- SOURCE DOCUMENT
⟨

What is this preempt_count variable for?
Also please let me know in which file can I find this interrupt
returning code.

Gaurav.


-----Original Message-----
From: Robert Love [mailto:rml@ximian.com] 
Sent: Friday, June 25, 2004 8:13 PM
To: Dhiman, Gaurav
Cc: amith; KERNEL
Subject: RE: Premptive vs non-premptive kernel.

On Fri, 2004-06-25 at 15:53 +0530, Dhiman, Gaurav wrote:

> I have one doubt, as you said that timer interrupt sets the
need_resched
> if the time allocated has expired and while returning from any
interrupt
> the the scheduler will be called if need_resched is set. My question
is,
> will the scheduler be invoked by any other interrupts, other than
timer
> interrupt? I think after setting the need_resched when timer interrupt
> will be returning it will clear the need_resched and will call the
> scheduler, so all other interrupts occurring after that need not to
> worry about need_resched and should not check it, as scheduler has
> already been called by timer interrupt. Why are we checking the
> need_resched on return of every interrupt as in all cases it will only
> be handled by timer interrupt?

⟩

- WRITTEN INSTRUCTION A
Reproduce the records below word for word, leaving out the picture.

- MATERIAL PROVIDED
⟨

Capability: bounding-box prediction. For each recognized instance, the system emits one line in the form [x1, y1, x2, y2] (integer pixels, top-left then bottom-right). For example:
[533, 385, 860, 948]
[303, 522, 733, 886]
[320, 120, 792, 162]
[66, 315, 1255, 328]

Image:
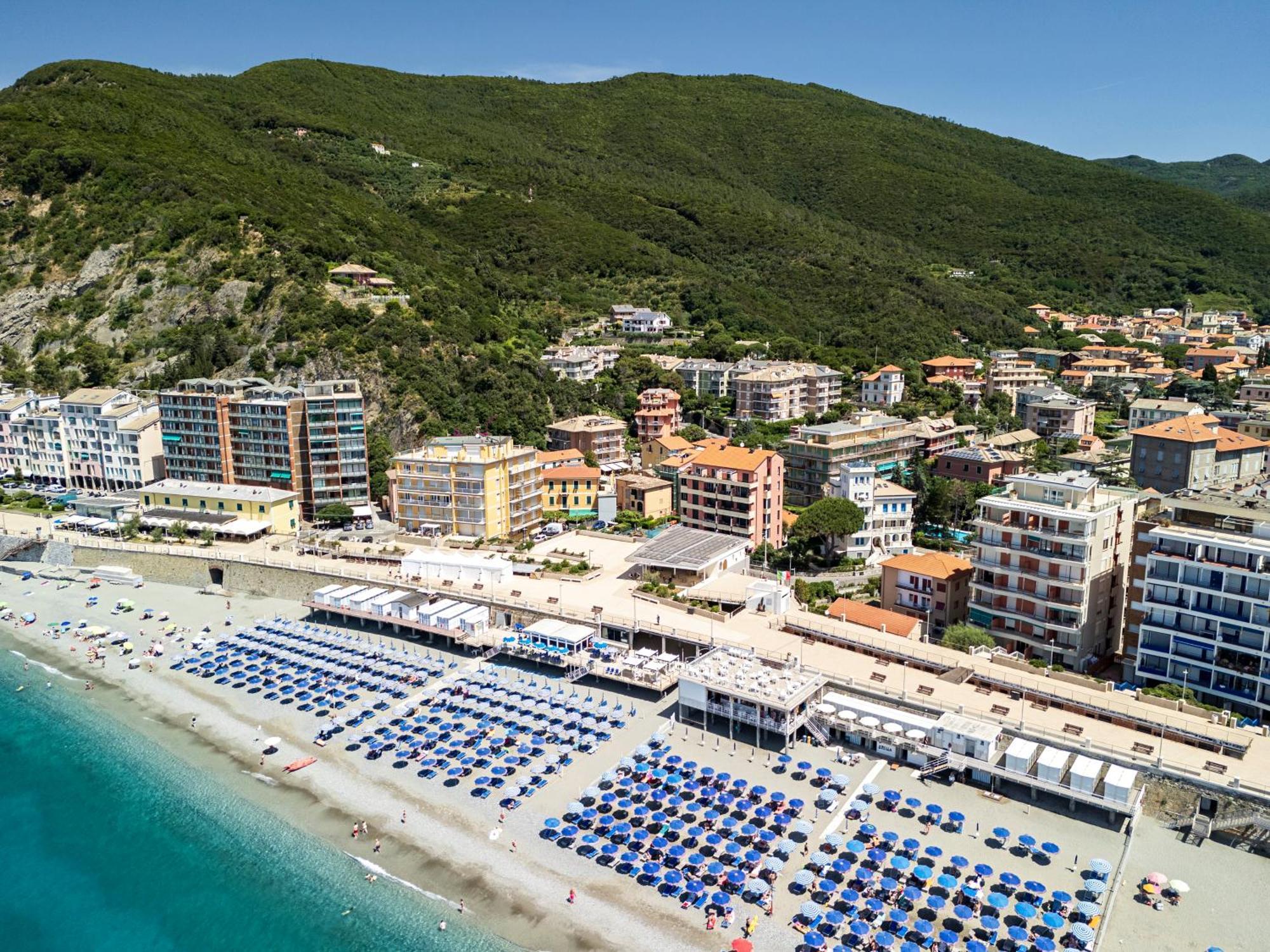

⟩

- WRITTEN INSTRUCTION B
List every field name in the header of the original message quoted in the email about preemptive kernels.

- TASK RESPONSE A
Capability: bounding-box prediction. For each recognized instance, the system emits one line in the form [x1, y1, x2, y2] (integer pixels, top-left then bottom-right). For example:
[533, 385, 860, 948]
[303, 522, 733, 886]
[320, 120, 792, 162]
[66, 315, 1255, 328]

Image:

- TASK RESPONSE B
From, Sent, To, Cc, Subject